Thursday, August 1, 2013

2013 Yellowstone--Little Gibbon Falls

In trail sign to Little Gibbon Falls

Chimene and I spent the first five summers of our marriage in the town of West Yellowstone, Montana, working for my Dad at the Playmill Theatre.  We spent a great deal of time in Yellowstone while we lived there.  We tended to see mostly the major stuff back then because we were always on a deadline.  We had to be back in time to do a show.  We moved away in 1988 and lived as far away as Buffalo, New York in the east and the greater Seattle area in the west.

In 2000 I took a position in southeast Idaho and we were back in the area.  Once again, we tended to visit the places we knew.  Each time we visited the park, we'd see signs for different trails and we'd say, "Someday we need to take that trail." or "Someday we need to see that."  About five years ago, we took our family up to Yellowstone and for once we didn't have a plan.  Chimene looked at me and said, "What if today is 'someday'?"  I knew exactly what she meant and we went for it.  The world of Yellowstone opened up for us that day and it has been 'someday' ever since for us.

We discovered that there are approximately 300 waterfalls in Yellowstone.  We decided to see as many of them as we could.  The hot water always gets top billing in Yellowstone, but for us, the cold water is more exciting.  You have to hike to most of them, which means less people.  When you see an eruption of Old Faithful anytime in June, July or August you'll share the experience with up to five thousand strangers.  Contrast that to a hike that covers three or four miles and you might see ten people the whole time.  Solitude.  That can't be beat, no matter how spectacular the geyser happens to be.

:: Dataset extract ::

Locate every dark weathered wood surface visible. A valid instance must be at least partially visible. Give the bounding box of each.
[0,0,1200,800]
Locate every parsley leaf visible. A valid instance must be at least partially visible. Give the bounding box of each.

:: Goal 1 ::
Answer these questions from the Yellowstone blog post:
(a) In which town did the couple spend the first five summers of their marriage?
(b) In what year did the writer take a position in southeast Idaho?
(c) Approximately how many waterfalls does the post say there are in Yellowstone?
:: Goal 2 ::
Reproduce the stretch of the Yellowstone blog post from "Chimene and I" through "in the west." word for word.
:: Goal 3 ::
Carry the Yellowstone blog post forward from its final sentence.
The listing is separate material, unrelated to the Yellowstone blog post.

:: Expected output 1 ::
(a) West Yellowstone, Montana
(b) 2000
(c) Approximately 300

:: Expected output 2 ::
Chimene and I spent the first five summers of our marriage in the town of West Yellowstone, Montana, working for my Dad at the Playmill Theatre.  We spent a great deal of time in Yellowstone while we lived there.  We tended to see mostly the major stuff back then because we were always on a deadline.  We had to be back in time to do a show.  We moved away in 1988 and lived as far away as Buffalo, New York in the east and the greater Seattle area in the west.

:: Expected output 3 ::
Last year I purchased a book called Day Hikes in Yellowstone National Park by Robert Stone.  We spent the summer using that book, but mainly stayed in the northwest corner of the park.  One of the hikes I found in the book that we didn't take last year was the Ice Lake Trail which ended with Little Gibbon Falls.  The regular Gibbon Falls is one of my favorite waterfalls in the park, but I rarely stop in the summer because of the huge amount of traffic the site sees.  When you see Gibbon Falls in peak season you share the experience with up to a thousand people.  Much better to see it in the spring or fall.  Little Gibbon Falls is billed as a scale model of the larger one.  Seemed like one we needed to see.

Our son Garrett is at the wrong age this year.  His older brothers are both at band camp and all his friends are at scout camp.  He's stuck at home with two old people.  We decided to take him somewhere his brothers had never been.  Little Gibbon Falls seemed to be the place for us last Tuesday.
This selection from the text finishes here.